▸ WORK ORDER 1
Answer from the EMR commentary:
(a) By what date are the "meaningful use" criteria to be preliminarily defined?
(b) Over what period are those criteria then to be refined?
(c) What do consultants and HIMSS staff advise buyers to get?
▸ WORK ORDER 2
Resume the EMR commentary after its final sentence and carry it on in the same voice.

▸ PAGE TEXT
Be careful what you wish for….
Another vendor nightmare: Obama throws $19 bill at hospitals and docs to get with
EMR systems – from a vendors perspective what could be wrong with that?
The ‘effectiveness’ or ‘meaningful use’ criteria are vague and won’t even be
preliminarily defined until 12/31/09. Then they are to be refined over the next two
years. So if you buy a new EMR /CPOE system, or new system component how do
you know it will comply with whatever definition the feds come up with for
‘effectiveness’? Consultants and HIMSS staff say; get a contract guarantee stating
the vendor will meet any government effectiveness requirements.
If any vendor is desperate enough to sign such a contract his lawyers will all have
heart attacks. Here’s why.

Stored data entries:
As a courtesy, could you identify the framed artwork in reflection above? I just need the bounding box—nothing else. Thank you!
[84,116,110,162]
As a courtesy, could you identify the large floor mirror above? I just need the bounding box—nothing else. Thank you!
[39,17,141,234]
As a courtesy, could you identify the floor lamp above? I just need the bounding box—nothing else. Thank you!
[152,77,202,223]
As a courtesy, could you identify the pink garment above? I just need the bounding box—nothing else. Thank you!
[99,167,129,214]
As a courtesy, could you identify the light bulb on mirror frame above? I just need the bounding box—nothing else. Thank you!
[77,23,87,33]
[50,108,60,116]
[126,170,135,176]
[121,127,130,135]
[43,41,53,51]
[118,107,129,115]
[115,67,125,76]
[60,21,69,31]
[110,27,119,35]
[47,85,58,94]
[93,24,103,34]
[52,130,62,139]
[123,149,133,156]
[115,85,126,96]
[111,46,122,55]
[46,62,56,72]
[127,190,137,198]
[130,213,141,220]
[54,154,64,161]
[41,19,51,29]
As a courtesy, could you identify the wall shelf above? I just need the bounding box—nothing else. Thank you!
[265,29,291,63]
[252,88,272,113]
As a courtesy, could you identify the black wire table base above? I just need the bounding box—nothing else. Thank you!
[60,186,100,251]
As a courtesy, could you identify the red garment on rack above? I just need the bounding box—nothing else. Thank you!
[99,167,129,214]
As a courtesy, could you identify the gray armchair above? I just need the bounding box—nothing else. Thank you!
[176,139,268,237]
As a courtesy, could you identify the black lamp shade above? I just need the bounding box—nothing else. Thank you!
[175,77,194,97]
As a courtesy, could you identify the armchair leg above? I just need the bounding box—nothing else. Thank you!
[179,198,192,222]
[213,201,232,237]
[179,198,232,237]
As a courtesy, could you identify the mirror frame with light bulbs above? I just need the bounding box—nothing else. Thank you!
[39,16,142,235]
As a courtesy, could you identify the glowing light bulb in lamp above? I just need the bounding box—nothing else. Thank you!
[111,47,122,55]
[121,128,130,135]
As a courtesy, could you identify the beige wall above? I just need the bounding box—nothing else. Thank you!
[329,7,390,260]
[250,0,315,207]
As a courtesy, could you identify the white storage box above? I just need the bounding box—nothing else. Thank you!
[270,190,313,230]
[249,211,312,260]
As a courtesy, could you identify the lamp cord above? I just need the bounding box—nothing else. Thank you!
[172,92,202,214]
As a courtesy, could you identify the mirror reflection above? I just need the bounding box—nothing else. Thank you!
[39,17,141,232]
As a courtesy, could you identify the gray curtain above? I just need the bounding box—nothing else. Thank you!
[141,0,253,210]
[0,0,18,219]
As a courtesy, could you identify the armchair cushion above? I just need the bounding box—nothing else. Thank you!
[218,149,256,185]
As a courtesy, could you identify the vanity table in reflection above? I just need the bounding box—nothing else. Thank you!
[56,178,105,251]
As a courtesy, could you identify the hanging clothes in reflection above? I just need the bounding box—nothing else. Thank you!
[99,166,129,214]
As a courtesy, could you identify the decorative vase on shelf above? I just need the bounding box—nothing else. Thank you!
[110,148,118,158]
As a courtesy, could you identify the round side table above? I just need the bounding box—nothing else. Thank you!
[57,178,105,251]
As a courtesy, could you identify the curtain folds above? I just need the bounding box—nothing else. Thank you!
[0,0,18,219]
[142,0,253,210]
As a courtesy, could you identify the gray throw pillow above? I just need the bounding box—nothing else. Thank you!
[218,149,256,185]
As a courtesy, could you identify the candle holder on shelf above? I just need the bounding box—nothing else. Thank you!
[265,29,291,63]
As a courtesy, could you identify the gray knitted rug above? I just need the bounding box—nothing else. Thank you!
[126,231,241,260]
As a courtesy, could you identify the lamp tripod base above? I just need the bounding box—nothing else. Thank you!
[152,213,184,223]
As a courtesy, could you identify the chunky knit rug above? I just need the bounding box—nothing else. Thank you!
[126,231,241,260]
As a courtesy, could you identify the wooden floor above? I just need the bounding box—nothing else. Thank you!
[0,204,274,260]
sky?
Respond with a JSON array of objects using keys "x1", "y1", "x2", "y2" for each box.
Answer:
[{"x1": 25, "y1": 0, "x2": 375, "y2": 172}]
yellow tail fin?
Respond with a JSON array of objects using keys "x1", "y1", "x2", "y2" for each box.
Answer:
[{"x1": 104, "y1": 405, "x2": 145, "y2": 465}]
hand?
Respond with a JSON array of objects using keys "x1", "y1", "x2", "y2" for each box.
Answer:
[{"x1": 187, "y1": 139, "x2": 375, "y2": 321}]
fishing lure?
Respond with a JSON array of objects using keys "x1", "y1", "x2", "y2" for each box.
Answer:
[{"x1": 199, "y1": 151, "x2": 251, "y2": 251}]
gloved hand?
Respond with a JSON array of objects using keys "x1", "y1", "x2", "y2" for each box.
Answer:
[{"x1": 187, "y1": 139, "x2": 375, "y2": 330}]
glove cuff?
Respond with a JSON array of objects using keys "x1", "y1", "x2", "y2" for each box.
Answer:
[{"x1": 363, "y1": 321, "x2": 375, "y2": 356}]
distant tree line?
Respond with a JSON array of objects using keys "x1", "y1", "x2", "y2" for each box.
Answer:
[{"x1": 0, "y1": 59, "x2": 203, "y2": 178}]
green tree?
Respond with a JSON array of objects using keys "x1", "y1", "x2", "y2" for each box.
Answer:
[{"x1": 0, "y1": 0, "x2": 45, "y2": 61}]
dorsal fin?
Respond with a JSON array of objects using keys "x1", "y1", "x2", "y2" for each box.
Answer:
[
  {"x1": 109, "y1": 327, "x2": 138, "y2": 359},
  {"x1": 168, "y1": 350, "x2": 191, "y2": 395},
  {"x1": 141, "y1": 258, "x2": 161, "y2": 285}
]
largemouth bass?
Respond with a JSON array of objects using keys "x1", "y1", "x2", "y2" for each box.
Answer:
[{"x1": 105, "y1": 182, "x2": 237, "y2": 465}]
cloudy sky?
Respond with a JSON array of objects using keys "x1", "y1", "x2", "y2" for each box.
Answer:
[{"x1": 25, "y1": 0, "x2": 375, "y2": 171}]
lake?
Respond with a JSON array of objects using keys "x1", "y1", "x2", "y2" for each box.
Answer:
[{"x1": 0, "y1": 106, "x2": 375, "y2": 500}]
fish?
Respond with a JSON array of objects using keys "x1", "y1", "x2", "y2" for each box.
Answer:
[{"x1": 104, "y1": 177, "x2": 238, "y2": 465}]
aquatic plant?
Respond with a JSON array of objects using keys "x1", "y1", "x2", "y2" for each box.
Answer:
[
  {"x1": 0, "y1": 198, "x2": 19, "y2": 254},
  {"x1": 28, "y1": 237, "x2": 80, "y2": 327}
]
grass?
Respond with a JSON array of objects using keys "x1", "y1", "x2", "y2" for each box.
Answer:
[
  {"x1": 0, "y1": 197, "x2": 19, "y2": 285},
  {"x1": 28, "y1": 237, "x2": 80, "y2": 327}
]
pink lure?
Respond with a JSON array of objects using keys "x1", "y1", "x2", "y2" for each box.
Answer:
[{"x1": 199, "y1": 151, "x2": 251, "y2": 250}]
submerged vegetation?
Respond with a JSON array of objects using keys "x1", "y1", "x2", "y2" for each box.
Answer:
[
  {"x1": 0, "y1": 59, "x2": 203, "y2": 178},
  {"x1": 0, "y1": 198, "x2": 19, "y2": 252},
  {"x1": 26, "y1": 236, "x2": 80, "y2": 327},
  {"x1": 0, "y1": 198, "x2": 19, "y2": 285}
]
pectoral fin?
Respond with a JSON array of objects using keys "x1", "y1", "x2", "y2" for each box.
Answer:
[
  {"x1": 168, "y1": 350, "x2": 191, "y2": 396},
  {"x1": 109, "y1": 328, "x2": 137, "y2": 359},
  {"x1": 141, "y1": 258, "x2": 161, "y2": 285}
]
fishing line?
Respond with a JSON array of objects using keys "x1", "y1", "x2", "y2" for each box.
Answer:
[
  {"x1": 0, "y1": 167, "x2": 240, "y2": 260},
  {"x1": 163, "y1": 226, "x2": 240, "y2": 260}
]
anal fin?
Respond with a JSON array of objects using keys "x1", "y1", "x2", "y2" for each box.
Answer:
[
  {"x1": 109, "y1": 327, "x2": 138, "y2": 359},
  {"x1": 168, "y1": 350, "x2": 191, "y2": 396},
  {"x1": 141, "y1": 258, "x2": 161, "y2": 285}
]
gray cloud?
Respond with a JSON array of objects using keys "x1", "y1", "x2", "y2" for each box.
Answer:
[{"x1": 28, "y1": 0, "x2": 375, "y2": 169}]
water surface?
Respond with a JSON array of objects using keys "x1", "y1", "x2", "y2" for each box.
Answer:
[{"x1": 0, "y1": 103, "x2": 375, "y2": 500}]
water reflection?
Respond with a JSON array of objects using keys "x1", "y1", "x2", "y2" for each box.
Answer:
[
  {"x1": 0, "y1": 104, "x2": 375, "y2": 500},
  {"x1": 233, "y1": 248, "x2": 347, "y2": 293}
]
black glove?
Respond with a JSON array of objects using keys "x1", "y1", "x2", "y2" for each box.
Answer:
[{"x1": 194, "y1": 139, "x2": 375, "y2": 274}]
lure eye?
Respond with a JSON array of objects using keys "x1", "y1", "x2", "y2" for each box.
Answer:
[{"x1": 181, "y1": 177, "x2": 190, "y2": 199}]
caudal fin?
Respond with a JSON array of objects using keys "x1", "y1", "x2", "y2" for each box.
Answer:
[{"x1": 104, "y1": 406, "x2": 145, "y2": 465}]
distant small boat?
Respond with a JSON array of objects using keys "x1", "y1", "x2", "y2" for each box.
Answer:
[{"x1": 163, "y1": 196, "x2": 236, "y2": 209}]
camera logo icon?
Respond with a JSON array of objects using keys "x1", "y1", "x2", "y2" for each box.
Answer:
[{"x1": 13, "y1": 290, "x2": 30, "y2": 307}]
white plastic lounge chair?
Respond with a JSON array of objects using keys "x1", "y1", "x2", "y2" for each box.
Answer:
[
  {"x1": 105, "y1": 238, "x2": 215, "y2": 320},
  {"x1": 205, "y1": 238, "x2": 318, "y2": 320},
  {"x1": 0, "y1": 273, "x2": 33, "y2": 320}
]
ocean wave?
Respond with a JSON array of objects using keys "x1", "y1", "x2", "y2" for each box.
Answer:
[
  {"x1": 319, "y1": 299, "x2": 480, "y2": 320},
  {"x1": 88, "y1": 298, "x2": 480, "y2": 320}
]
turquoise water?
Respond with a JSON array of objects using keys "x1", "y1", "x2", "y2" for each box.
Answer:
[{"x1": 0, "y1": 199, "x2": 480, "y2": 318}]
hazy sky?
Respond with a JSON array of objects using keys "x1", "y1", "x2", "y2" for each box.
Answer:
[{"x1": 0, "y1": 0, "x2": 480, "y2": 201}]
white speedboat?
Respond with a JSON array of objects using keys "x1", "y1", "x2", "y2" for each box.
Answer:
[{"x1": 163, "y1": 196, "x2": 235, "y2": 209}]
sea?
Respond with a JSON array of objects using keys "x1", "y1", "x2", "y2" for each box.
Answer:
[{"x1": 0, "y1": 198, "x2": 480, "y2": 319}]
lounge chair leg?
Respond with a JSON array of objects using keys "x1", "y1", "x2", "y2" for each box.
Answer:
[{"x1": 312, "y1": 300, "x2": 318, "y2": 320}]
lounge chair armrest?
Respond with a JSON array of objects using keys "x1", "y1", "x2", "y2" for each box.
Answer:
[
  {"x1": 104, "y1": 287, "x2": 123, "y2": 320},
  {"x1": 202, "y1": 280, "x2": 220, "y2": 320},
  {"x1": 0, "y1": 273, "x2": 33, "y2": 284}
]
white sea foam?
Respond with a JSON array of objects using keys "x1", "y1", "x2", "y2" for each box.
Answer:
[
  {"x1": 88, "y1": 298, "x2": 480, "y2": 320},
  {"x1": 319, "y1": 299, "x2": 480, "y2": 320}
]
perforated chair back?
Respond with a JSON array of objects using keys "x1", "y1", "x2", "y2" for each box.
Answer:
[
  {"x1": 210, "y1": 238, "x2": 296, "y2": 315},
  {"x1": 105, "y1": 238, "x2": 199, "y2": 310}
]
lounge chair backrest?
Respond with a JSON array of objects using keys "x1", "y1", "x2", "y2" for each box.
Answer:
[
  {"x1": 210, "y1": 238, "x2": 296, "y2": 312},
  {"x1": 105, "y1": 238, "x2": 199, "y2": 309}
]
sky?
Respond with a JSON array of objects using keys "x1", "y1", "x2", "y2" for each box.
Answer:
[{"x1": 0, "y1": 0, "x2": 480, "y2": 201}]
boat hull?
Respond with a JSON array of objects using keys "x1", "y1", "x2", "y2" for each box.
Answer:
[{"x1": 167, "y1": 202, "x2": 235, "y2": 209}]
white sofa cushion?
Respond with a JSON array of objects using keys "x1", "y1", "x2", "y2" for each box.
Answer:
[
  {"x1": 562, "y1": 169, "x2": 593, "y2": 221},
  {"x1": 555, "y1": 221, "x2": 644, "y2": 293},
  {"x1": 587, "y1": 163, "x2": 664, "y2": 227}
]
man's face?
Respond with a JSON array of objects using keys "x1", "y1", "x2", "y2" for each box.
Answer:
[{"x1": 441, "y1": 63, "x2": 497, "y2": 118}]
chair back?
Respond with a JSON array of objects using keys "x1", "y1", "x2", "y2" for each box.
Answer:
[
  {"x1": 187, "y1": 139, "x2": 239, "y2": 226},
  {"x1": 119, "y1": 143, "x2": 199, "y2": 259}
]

▸ TASK RESPONSE 1
(a) 12/31/09
(b) Over the next two years
(c) A contract guarantee stating the vendor will meet any government effectiveness requirements

▸ TASK RESPONSE 2
Under Sarbanes Oxley if there are any contingencies in a contract, particularly
significant ones, than the vendor cannot book any of the contract revenues until all
those contingencies are addressed. Even if the system is up and running for a year
and everybody is happy and all the vendor invoices are paid in cash! So, if I am a
public company such as Cerner, Eclipsys, GE, etc, I will have a very long wait to
book any revenues.
The guys who don’t care are the private ones like Epic and Meditech. They can wait
to make revenue accounting entries, no quarterly Wall Street pressure there. As
long as they got the cash they need to pay the bills they’re happy.